QUOTED PASSAGE
---+---

I think we need to collect more information about your set up to be able to help. It seems your layout of fields has something in particular that I did not account for in my patch.
First of all, could you show what fields are part of your search index?
Also, please try running the patch I attach to this comment. It's the only clue I can think of currently. I've commented out a small piece of code that might be causing issue in your set up. So I wanna see if without it it runs, then I have some indirect support that my guess was right.
Comment #42
bucefal91 CreditAttribution: bucefal91 at Ocelot commentedFinally this patch got some internal review here at our company, Ocelot. The only thing that was picked up is a minor misspelling in my English in a comment. Attaching a fix for it.
Since we haven't heard yet from s_leu and I have no further clues on what's wrong in that Drupal installation. I guess I could bump it into "needs review" once again. s_leu, if you do come back with additional insights on your Drupal, I'll gladly review them.
Comment #43
drunken monkeyOnce again, thank you so much for your great work!
And great to hear that you found the architecture nice to work with – that’s of course always the goal.
I finally got time again to work on this myself, and due to my specific ideas about what should go where, how things should be formatted, etc., I fear there is a pretty huge amount of changes to that patch and the interdiff probably almost unusable. Sorry about that!
Anyways, almost all of the code itself looked pretty solid to me, so very few functional changes. (Though I still ended up breaking things and having to debug. Well, serves me well for being so pedantic. ;))
I fear that I don’t fully understand the code for gathering the “entity relationships map”, which might proof tricky going forward (i.e., maintaining this code in the future), but as there is solid test coverage I think it should be fine. It’s also better than for some of the code I myself wrote, and I have managed there, too.
One thing I’m not sure about is whether this covers all the different cases for entity changes that could affect the index:
field_tags:entity:name
and changing a tag’s name: this is obviously covered already, as the test shows.uid:entity:field_tags:entity:name
and then you change the tags for a user: does this also lead to re-indexing? (So, are all “stations in-between” also covered in the property path?)I do know that this doesn’t happen in D7, though, so it’s probably the case for D8 as well and another Core bug we have to work around. Just want to make sure we’re not doing more work than necessary.

---+---

MATERIAL SHOWN
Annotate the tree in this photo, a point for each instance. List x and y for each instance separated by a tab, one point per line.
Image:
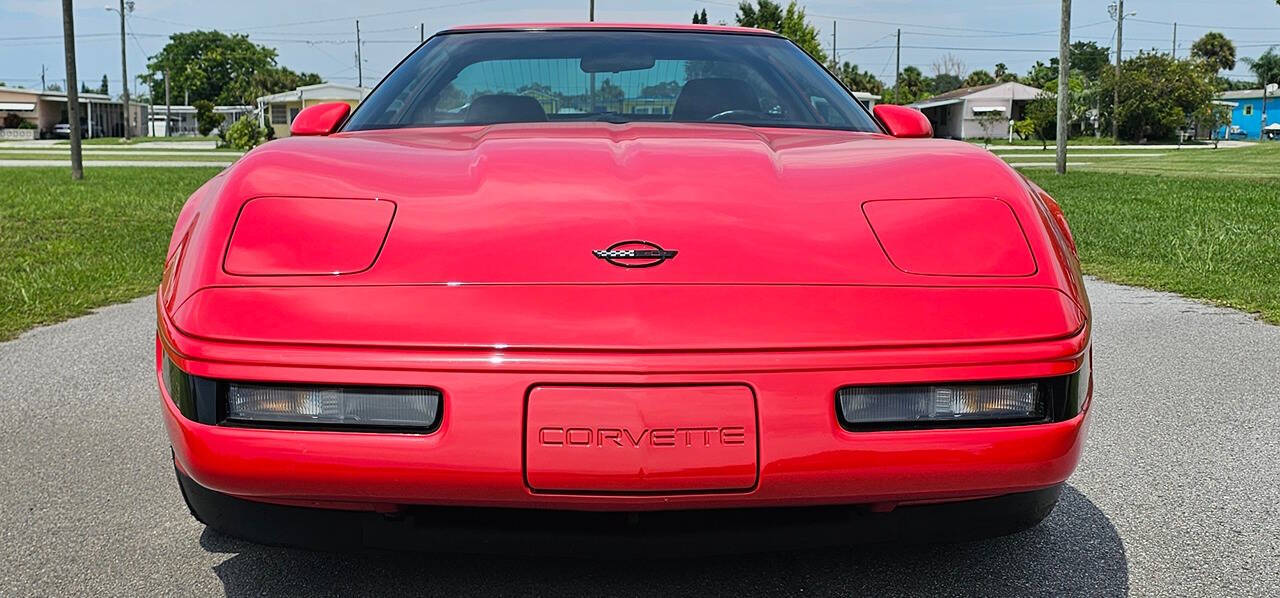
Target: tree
988	121
220	68
245	133
1040	119
912	86
859	80
978	77
942	83
1215	50
1002	73
1041	76
767	14
1088	58
1266	67
949	64
1157	95
206	121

---+---

INSTRUCTIONS FOR THE TASK
Reproduce word for word the part of the patch discussion that begins at the words "Comment #42" and stops after the words "gladly review them.".

SOLVED EXERCISE
Comment #42
bucefal91 CreditAttribution: bucefal91 at Ocelot commentedFinally this patch got some internal review here at our company, Ocelot. The only thing that was picked up is a minor misspelling in my English in a comment. Attaching a fix for it.
Since we haven't heard yet from s_leu and I have no further clues on what's wrong in that Drupal installation. I guess I could bump it into "needs review" once again. s_leu, if you do come back with additional insights on your Drupal, I'll gladly review them.